“O Vingador
da Perversidade”
“Pois tu não és Deus que tem prazer na iniquidade, e
contigo não habita o mal. Os insensatos não permanecerão em tua presença; tu odeias
a tantos quantos cometem iniquidade. Tu destróis os que falam falsidade; o SENHOR
abominará o sanguinário e o fraudulento”(Sl 5.4-6).
Aqui, Davi toma a malícia e
a perversidade de seus inimigos como argumento para corroborar sua oração na qual
busca o favor divino para sua proteção. A linguagem é deveras abrupta, como os
santos em oração às vezes gaguejam; mas tal gagueira é mais aceitável aos olhos
de Deus do que todas as figuras de retórica, embora sejam por demais refinadas
e brilhantes. Além disso, o grande propósito que Davi tem em vista é mostrar
que, embora a crueldade e traição de seus inimigos houvera alcançado seu ponto
máximo, era impossível que Deus não os detivesse logo em seu caminho. Sua
ponderação tem por base a natureza de Deus. Já que a justiça e o comportamento
reto são o seu prazer, Davi, à luz desse fato, conclui que Deus tomará vingança
de todos os injustos e perversos. E como seria possível que escapassem de suas
mãos impunemente sendo ele o Juiz do mundo? Esta passagem é digna de nossa mais
especial atenção. Pois temos experiência de quão intensamente somos
desencorajados pela desmedida insolência dos perversos. Se Deus não a refreasse
imediatamente, ou éramos entorpecidos e desanimados, ou lançados em total desespero.
Davi, porém, à luz desse fato, antes encontra razão para ânimo e confiança.
Quanto maior era a ilegalidade com que seus inimigos agiam contra ele, mais
intensamente ele suplica pela preservação provinda de Deus, cuja função é
destruir todos os perversos, porquanto ele odeia toda e qualquer perversidade.

——

Tarefa proposta A - Repita sem alterações o trecho do comentário sobre o Salmo 5 que vai de "Quanto maior era" até "e qualquer perversidade.".
O trecho sobre o Salmo 5 não tem nenhuma relação com as linhas de dados.

Dados desta tarefa -
——

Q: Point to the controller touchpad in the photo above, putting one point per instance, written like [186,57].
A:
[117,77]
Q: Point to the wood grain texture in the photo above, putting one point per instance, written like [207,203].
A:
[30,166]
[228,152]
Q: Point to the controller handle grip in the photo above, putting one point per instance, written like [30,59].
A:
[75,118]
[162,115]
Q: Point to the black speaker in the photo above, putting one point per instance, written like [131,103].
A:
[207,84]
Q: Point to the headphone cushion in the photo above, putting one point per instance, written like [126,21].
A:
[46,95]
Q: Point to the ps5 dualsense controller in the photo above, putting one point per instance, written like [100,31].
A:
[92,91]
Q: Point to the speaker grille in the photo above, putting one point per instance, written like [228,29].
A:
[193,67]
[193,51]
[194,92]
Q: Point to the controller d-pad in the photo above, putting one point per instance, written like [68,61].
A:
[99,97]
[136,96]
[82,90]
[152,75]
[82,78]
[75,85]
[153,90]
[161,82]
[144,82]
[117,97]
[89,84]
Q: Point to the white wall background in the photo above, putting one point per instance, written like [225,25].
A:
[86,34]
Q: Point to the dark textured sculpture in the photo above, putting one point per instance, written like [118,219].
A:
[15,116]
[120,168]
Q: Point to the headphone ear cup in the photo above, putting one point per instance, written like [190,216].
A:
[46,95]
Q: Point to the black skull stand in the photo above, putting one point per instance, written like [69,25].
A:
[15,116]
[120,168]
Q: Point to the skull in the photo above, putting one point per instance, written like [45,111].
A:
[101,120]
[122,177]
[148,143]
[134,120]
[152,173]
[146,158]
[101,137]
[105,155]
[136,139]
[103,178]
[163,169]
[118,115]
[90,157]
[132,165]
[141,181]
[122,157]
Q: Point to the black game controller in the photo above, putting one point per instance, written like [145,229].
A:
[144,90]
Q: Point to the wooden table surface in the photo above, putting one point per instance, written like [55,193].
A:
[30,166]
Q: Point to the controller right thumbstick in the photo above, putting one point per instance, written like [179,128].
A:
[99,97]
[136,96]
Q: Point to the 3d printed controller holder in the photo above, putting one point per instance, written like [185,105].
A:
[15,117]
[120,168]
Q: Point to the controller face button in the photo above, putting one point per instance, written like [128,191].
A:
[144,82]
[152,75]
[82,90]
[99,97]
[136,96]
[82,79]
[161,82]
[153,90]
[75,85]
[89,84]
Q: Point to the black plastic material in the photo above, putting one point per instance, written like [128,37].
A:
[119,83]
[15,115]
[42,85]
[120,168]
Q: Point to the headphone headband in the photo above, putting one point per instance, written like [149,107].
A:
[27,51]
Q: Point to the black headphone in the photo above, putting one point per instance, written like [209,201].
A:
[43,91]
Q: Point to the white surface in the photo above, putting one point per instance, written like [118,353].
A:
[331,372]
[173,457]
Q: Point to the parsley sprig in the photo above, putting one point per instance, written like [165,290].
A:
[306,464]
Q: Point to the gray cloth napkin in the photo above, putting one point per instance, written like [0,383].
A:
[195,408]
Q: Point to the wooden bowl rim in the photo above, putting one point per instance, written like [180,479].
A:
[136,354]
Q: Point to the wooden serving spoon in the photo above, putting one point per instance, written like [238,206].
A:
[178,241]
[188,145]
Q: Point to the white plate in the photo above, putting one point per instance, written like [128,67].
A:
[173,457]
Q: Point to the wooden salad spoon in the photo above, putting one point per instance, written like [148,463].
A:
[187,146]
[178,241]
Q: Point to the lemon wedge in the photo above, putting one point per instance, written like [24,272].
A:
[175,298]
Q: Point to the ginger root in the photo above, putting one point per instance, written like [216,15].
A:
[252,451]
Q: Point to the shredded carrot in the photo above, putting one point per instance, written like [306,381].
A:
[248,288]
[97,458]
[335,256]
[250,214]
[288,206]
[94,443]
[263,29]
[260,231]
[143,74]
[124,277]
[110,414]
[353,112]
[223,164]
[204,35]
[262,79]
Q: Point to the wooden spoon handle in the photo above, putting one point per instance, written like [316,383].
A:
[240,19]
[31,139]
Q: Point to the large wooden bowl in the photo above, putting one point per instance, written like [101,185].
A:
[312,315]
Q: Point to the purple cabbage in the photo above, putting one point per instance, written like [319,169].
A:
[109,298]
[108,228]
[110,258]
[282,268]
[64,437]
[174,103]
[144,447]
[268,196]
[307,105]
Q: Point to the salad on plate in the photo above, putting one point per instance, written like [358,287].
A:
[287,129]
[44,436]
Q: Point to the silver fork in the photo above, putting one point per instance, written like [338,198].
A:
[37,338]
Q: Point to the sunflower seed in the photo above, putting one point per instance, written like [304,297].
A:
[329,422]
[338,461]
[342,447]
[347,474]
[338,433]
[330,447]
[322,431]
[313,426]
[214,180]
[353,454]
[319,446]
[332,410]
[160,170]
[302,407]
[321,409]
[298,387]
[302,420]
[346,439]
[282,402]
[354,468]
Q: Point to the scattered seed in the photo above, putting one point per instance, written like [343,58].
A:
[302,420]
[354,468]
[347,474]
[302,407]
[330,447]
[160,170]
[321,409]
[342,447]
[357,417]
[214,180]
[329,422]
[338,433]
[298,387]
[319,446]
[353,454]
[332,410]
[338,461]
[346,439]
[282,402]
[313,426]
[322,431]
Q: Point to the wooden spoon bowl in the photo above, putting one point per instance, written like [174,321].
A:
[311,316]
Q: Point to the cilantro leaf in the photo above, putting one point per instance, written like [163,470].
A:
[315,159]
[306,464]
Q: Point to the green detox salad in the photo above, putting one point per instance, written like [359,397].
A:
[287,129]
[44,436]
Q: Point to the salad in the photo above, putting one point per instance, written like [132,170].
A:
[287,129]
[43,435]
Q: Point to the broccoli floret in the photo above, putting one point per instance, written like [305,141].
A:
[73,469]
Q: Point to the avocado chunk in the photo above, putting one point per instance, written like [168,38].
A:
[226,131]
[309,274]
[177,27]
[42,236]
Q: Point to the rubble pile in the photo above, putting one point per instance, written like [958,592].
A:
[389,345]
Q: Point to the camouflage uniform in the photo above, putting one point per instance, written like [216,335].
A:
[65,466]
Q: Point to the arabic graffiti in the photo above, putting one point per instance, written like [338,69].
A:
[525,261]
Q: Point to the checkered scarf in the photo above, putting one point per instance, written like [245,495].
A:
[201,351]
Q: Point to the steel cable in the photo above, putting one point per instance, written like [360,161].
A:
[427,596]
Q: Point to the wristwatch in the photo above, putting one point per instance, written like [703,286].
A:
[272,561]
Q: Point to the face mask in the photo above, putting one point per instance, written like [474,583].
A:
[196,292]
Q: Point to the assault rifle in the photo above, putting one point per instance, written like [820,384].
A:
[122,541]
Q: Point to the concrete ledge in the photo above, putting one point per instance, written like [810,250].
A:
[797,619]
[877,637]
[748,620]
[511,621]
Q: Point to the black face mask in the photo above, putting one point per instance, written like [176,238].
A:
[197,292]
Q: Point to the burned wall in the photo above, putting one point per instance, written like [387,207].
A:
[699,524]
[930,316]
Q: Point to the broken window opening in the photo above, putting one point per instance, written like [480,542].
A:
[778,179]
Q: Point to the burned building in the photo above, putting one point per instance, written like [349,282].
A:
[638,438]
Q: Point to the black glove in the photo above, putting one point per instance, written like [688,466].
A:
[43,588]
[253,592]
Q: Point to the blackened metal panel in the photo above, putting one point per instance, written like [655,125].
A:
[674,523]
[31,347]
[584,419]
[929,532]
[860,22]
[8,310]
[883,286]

——

Tarefa proposta B - Organize como uma lista JSON de strings, uma para cada linha e sem as linhas em branco, o trecho das linhas de dados que vai da linha que contém "Q: Point to the rubble" até o fim dessas linhas, com as duas pontas incluídas.

Resposta final A -
Quanto maior era a ilegalidade com que seus inimigos agiam contra ele, mais
intensamente ele suplica pela preservação provinda de Deus, cuja função é
destruir todos os perversos, porquanto ele odeia toda e qualquer perversidade.

Resposta final B -
[
  "Q: Point to the rubble pile in the photo above, putting one point per instance, written like [958,592].",
  "A:",
  "[389,345]",
  "Q: Point to the camouflage uniform in the photo above, putting one point per instance, written like [216,335].",
  "A:",
  "[65,466]",
  "Q: Point to the arabic graffiti in the photo above, putting one point per instance, written like [338,69].",
  "A:",
  "[525,261]",
  "Q: Point to the checkered scarf in the photo above, putting one point per instance, written like [245,495].",
  "A:",
  "[201,351]",
  "Q: Point to the steel cable in the photo above, putting one point per instance, written like [360,161].",
  "A:",
  "[427,596]",
  "Q: Point to the wristwatch in the photo above, putting one point per instance, written like [703,286].",
  "A:",
  "[272,561]",
  "Q: Point to the face mask in the photo above, putting one point per instance, written like [474,583].",
  "A:",
  "[196,292]",
  "Q: Point to the assault rifle in the photo above, putting one point per instance, written like [820,384].",
  "A:",
  "[122,541]",
  "Q: Point to the concrete ledge in the photo above, putting one point per instance, written like [810,250].",
  "A:",
  "[797,619]",
  "[877,637]",
  "[748,620]",
  "[511,621]",
  "Q: Point to the black face mask in the photo above, putting one point per instance, written like [176,238].",
  "A:",
  "[197,292]",
  "Q: Point to the burned wall in the photo above, putting one point per instance, written like [387,207].",
  "A:",
  "[699,524]",
  "[930,316]",
  "Q: Point to the broken window opening in the photo above, putting one point per instance, written like [480,542].",
  "A:",
  "[778,179]",
  "Q: Point to the burned building in the photo above, putting one point per instance, written like [349,282].",
  "A:",
  "[638,438]",
  "Q: Point to the black glove in the photo above, putting one point per instance, written like [688,466].",
  "A:",
  "[43,588]",
  "[253,592]",
  "Q: Point to the blackened metal panel in the photo above, putting one point per instance, written like [655,125].",
  "A:",
  "[674,523]",
  "[31,347]",
  "[584,419]",
  "[929,532]",
  "[860,22]",
  "[8,310]",
  "[883,286]"
]